**ENTRIES SHOWN:**
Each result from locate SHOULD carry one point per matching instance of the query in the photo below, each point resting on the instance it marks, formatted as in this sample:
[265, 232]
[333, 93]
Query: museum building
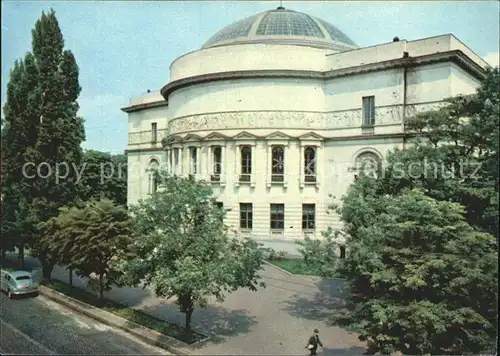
[280, 111]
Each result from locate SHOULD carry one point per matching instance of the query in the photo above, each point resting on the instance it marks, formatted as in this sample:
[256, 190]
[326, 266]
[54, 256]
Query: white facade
[249, 94]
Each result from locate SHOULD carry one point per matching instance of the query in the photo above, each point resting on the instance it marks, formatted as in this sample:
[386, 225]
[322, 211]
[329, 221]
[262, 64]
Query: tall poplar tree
[43, 107]
[19, 129]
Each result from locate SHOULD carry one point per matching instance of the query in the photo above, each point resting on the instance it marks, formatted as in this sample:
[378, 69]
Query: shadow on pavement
[326, 304]
[212, 321]
[352, 351]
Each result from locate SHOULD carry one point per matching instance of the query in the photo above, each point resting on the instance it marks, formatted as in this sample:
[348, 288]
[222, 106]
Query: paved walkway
[276, 320]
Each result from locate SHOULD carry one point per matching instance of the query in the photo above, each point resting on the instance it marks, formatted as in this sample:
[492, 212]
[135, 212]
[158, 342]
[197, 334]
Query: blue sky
[125, 48]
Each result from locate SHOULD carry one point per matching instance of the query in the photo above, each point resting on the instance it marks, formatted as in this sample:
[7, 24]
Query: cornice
[324, 139]
[139, 107]
[456, 56]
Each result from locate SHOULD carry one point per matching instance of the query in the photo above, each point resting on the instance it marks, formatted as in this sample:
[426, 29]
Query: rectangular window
[368, 110]
[154, 183]
[216, 163]
[278, 164]
[246, 163]
[176, 160]
[308, 216]
[277, 216]
[246, 215]
[310, 164]
[154, 132]
[194, 159]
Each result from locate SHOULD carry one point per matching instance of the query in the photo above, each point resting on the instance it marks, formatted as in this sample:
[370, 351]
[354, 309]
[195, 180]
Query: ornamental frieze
[277, 120]
[282, 120]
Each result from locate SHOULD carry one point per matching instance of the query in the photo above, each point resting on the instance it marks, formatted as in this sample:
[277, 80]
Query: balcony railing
[310, 178]
[245, 178]
[277, 178]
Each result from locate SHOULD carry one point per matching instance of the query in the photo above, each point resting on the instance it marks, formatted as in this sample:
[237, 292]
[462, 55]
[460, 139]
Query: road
[37, 325]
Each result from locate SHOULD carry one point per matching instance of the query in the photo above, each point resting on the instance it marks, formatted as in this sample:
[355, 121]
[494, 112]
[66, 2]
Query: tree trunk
[20, 254]
[101, 289]
[189, 313]
[47, 267]
[71, 279]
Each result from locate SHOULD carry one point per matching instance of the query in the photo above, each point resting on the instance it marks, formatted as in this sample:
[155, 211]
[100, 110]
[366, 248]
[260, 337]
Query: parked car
[17, 283]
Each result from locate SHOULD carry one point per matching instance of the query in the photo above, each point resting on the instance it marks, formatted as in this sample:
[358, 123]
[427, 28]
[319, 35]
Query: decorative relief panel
[388, 115]
[282, 120]
[137, 138]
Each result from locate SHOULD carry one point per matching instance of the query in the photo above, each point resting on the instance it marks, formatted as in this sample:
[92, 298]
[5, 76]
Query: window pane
[154, 132]
[308, 216]
[277, 216]
[217, 160]
[246, 215]
[278, 160]
[309, 161]
[246, 160]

**TASK TO COMPLETE:** Repeat all the material exactly, but keep pictures out of the copy.

**EXPECTED OUTPUT:**
Each result from locate SHOULD carry one point per matching instance of the query in the photo below, each point resting on the instance it marks, formatted as in this sample:
[265, 232]
[333, 93]
Query: museum building
[280, 111]
Each result from locate SHOULD carry one point per matching instance of the query in the photo above, each point resting on the instance it marks, formatted as in this sample:
[256, 190]
[326, 266]
[54, 256]
Query: white facade
[249, 94]
Each result from locate SHOULD carry one point per matching instance of the query in the photo above, each point resting on the instance it marks, formatted as in this sample:
[386, 225]
[322, 211]
[329, 221]
[262, 64]
Query: tall poplar tree
[43, 107]
[19, 129]
Each result from locate SHOULD carry one point per matching instance of the query in the photo above, each point resting on the instance it marks, formatted as in this sample:
[378, 69]
Query: shadow on pavement
[326, 304]
[212, 321]
[352, 351]
Each result from locate SHOULD carry one point per matching instance of the query in the photo above, each point resting on the instance it marks, formatted as in this sample:
[348, 288]
[222, 106]
Query: paved walkway
[276, 320]
Each result from locate SHOULD carry one point per matching instance of the query in the photo above, each point resting on the instance it marks, formatted as in this sample:
[492, 212]
[135, 212]
[158, 342]
[197, 334]
Query: blue sky
[125, 48]
Each result from locate SHOULD carry one point per matching instance of the query in the photo above, each point resting on the instance it marks, formatted as in this sample:
[7, 24]
Query: cornice
[324, 139]
[139, 107]
[456, 56]
Each result from locate SHOULD carry one point per matching instance of the query in the photo above, each point resting on the instance it marks, formatted as in this sample:
[426, 29]
Query: rectangular window
[368, 110]
[154, 183]
[216, 163]
[278, 164]
[246, 163]
[176, 160]
[308, 216]
[277, 216]
[246, 215]
[310, 164]
[154, 132]
[194, 159]
Each result from locate SHOULD carry one point per matching instance of the query in the photo above, each point resting on the instance it marks, formatted as in this sample:
[370, 351]
[354, 309]
[195, 180]
Query: ornamental frieze
[277, 120]
[282, 120]
Each result from locate SHOULD carry one point per matching instance of the query in the photo above, each point resting on the instance it marks, formatted as in this sample:
[277, 80]
Query: balcony railing
[310, 178]
[245, 178]
[277, 178]
Each result from locate SHOULD carry one point per matching instance of the query in the photo above, each point resting on the instance it marks, formatted as in this sample:
[237, 292]
[462, 55]
[460, 139]
Query: road
[37, 325]
Each result from locate SHOULD carry one point per matching instance of the query in the photo above, each point resting on the instance it marks, formatted as in this sample:
[355, 121]
[494, 112]
[66, 2]
Query: tree trunk
[20, 254]
[101, 289]
[189, 313]
[47, 267]
[71, 279]
Each result from locate SHOULD carry one point per matching instance of the query in the photo above, each point resting on the instance it marks, formatted as in this sample:
[155, 211]
[100, 110]
[366, 248]
[260, 337]
Query: parked car
[17, 283]
Each result from locate SHOULD carry one point per matching instance of the query in the photo above, each point resting on the instance it marks, formatted as in this sample:
[358, 123]
[427, 28]
[319, 35]
Query: decorative relief panel
[388, 115]
[282, 120]
[137, 138]
Each result from locate SHOULD carry one point per matching instance of the query in the photo above, each point resting on the instance it marks, formatted as in this sample:
[92, 298]
[5, 76]
Query: window pane
[154, 132]
[308, 216]
[277, 216]
[217, 160]
[246, 215]
[278, 160]
[309, 161]
[246, 160]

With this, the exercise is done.